• ASSIGNMENT
A faithful copy of the entries is required, with no images in it.

• DATA TO PROCESS
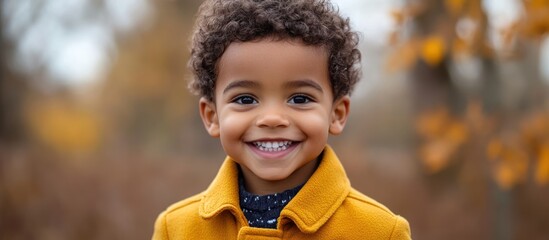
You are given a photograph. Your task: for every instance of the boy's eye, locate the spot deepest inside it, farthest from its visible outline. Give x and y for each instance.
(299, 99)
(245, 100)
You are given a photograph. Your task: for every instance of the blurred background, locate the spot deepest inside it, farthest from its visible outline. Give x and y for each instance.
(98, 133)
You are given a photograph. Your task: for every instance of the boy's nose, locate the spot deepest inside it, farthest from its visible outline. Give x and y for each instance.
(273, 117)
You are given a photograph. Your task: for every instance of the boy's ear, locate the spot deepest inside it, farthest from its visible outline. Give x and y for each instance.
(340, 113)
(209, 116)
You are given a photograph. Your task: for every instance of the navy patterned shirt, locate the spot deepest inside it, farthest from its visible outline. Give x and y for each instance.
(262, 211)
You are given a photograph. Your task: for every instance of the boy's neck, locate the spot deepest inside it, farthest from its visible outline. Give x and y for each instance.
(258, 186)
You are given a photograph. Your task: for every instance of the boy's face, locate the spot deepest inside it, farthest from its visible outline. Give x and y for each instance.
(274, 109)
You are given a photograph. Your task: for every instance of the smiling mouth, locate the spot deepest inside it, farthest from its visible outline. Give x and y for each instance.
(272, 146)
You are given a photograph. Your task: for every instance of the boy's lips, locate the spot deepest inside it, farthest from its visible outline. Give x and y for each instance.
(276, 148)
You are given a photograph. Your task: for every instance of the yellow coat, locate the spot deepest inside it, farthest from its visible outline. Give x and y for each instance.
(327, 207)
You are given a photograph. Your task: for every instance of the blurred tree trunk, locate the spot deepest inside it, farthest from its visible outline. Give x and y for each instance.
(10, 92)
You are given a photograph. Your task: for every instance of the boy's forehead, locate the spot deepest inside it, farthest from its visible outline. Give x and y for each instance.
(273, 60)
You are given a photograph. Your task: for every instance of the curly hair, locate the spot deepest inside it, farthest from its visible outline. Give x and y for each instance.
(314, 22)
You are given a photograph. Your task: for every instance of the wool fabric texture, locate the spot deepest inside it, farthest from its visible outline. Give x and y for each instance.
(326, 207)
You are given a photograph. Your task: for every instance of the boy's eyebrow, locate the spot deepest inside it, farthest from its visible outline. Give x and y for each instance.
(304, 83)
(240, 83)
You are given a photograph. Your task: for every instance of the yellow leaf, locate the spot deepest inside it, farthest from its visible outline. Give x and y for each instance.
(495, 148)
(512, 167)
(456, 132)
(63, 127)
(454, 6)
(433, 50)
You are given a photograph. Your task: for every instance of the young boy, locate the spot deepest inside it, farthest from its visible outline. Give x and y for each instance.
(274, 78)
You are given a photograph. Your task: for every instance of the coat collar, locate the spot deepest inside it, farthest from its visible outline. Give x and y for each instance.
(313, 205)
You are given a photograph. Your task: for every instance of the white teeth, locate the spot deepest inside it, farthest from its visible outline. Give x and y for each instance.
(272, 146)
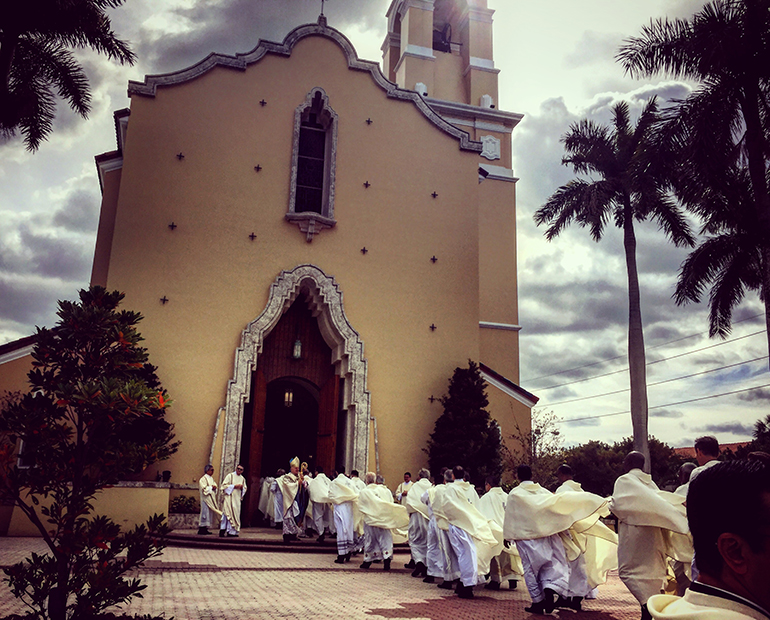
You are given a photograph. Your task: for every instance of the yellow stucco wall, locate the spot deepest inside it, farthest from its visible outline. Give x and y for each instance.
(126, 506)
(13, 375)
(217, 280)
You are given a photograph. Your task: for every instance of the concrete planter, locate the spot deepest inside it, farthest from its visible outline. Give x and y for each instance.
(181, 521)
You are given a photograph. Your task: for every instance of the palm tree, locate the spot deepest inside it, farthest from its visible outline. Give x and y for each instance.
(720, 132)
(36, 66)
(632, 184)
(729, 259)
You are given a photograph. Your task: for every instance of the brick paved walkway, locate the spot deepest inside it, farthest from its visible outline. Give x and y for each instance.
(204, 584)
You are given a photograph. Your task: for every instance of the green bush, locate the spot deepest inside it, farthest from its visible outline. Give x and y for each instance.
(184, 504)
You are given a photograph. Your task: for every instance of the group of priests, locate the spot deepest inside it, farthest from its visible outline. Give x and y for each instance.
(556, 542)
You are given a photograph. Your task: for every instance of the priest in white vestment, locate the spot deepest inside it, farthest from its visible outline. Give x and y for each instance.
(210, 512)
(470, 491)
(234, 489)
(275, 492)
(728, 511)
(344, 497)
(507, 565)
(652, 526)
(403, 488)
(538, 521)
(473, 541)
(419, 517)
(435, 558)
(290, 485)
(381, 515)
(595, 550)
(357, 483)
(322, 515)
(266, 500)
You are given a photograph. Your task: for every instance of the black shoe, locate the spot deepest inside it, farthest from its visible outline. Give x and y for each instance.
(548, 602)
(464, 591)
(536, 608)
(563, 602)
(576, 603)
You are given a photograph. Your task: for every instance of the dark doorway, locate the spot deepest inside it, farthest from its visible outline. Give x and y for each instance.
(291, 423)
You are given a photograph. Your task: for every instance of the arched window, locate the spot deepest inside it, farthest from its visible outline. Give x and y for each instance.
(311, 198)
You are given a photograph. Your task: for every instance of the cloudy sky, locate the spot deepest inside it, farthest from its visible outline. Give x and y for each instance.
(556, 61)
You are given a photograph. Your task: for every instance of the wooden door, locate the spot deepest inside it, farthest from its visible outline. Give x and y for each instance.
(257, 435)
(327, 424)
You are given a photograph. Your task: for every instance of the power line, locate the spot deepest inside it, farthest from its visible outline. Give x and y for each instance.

• SOLUTION TO THIS EXERCISE
You are given a photograph. Your task: for every instance of the boy's eye, locate the spot deepest inside it, farthest from its visible outline. Give x and y for each instance.
(299, 99)
(245, 100)
You are given a photograph. Your task: for every instance of the blurred background, locate the spot deepest inside it, farthest from its visible outline. Give x and y for each instance.
(98, 133)
You are given a photograph. Your task: for every instance of the boy's nose, locate the spot deepest inside it, farthest from its visible outline. Give x and y for each instance.
(273, 117)
You are given a photograph. Your task: for every instance of the boy's ear, locate the spot deepest inside it, farthest from its visible outline. Give x and y for each instance.
(340, 113)
(209, 116)
You are given a photograph. Your task: for every instance of the navy patterned shirt, locate the spot deepest inside it, farthest from its visible outline. Give x and y for each instance.
(262, 211)
You are given a photograph. Your task: for every instance of the boy's neck, locate the spot deepest inside it, farthest from its visible outline. Give x and y for each instance.
(258, 186)
You are given a photograph. Your task: for every instance of the boy's face, locate the spot deepest inside it, farthest from its visible outline. Give x and y for each instance.
(274, 109)
You are given a photograph. Your task: for every instance of the smiling mouth, locate the spot deepest inside it, farthest from its visible outline. Give x and y for each instance.
(272, 146)
You are given a photograph. Your task: for every instance of the boy's lips, locate the spot deepest inside it, farthest from its visible outline. Give x and y for each instance.
(276, 148)
You are given a photograph. Your task: for every instance of the yellow coat, locate the spot deepest inside it, farthest from its visible outline. Give x and y for each instance.
(327, 207)
You are given a photograph. Your task: for every instance of the blurred tree trunk, locate the spot deepest inside it, farthest from its visible outline. Give x and y for each instance.
(10, 92)
You are given a photograph. Your task: for every instance of the boy's forehead, locate the spot deepest inside it, farthest from its visible outline. Give x and y for each instance.
(273, 60)
You are given a photograph. Your task: for every instance of the curly hair, locate the spot deepest inside it, farthest from its visible outline. Give x and y for each instance.
(314, 22)
You are given a photograph. Your task: for every instance of the wool fabric texture, locate the spot deepest inside it, farthest from its visible outline. Give x and y for each instance.
(326, 207)
You are given a photograph. Your task: for every instance of the boy's eyebrow, locate the spot deepest inside it, farthest from its visible outline. Give x and y for each instance.
(304, 83)
(240, 83)
You are given a photograph. Your task: for every instance of the yellow leaf, locate the spot deepest inside it, farthest from its visible outline. Give x and y for each instance.
(495, 148)
(512, 167)
(456, 132)
(63, 127)
(454, 6)
(433, 50)
You are given a photograph. Your task: for every instance of the young boy, locate the spot deepest inside it, farthest from its visible outline. Give x and y for each instance.
(274, 78)
You are given a photograph. Your task: for every instance of the coat collar, locate the spot deepest inside it, farthest from its visible outline. Give x and y for each instance.
(313, 205)
You are given a photograph. Your task: for every instance of the white teeth, locate the spot deepest inside it, farthest from its visible outline. Give x and y for each instance.
(272, 146)
You are given a photograph. Your task: for every instance of the yellow stucco wall, locate the spot deepest inside it, farthest from its visible outline. Give x and y for each instance.
(126, 506)
(13, 375)
(217, 280)
You are given a photograph. Your task: for every instance of the concrete planter, locate the spot deepest inside it, farthest from its visible outline. Give x and y for each instance.
(181, 521)
You are given a photograph. Your task: for every instance of the palm tree, locate the spot deepest inside it, farthest from its visible outline. Give x and y for each instance.
(720, 132)
(36, 66)
(632, 184)
(729, 259)
You are given a photograph. Your task: for every instance of the brick paved walkway, locate the spot deepest inside it, farthest from its visible outline. Give x and y for each instance.
(204, 584)
You are given a photograph. Your task: for every instance of the green bush, locate the spot deepest inside it, farthest from its visible outline. Give x and y for each instance.
(184, 504)
You are given a photograph. Your task: for every instance of the group of priests, locate the spot deepest inside it, farthest from its visible outline. Give x and y for each instance.
(556, 542)
You are given a photograph. Your task: for every instance of the priest in white vestment, locate the spot deepest inside it, farthest from its visible outline. Give x and y for each instance.
(210, 512)
(470, 491)
(234, 489)
(275, 492)
(728, 511)
(344, 497)
(507, 565)
(652, 526)
(403, 488)
(538, 521)
(473, 541)
(419, 517)
(435, 558)
(290, 485)
(381, 515)
(595, 550)
(357, 483)
(322, 515)
(266, 500)
You are given a photograph. Your task: for every instance of the black shoe, locate the spot deepest inside it, farthest from its visible outline. Give x and y for each instance.
(548, 602)
(464, 591)
(536, 608)
(563, 602)
(576, 603)
You are given a photograph. Your task: for every instance of the dark doorway, locate the spot deepest inside it, farthest from its visible outline. Give x and y for each instance.
(291, 423)
You are given a photograph. Your task: for every instance of the arched window, locate the spot deepest inside it, farthest from its visible outline. Give x and y for each instance.
(311, 198)
You are given a photograph. Your task: for every instance of the cloudy sky, locate the spot deepest inside it, farthest from its visible outline. Give x and y for each instance.
(556, 61)
You are given a photograph. Your task: for every instance of the wooden door, locate the spot deepest inside it, farthest from its visible outline. Give x and y for each instance.
(257, 435)
(327, 424)
You are given a photograph. Your task: for every instance of the power line, locate the spot deepest inside it, farthest from its visible outline. Give x and y for each instance.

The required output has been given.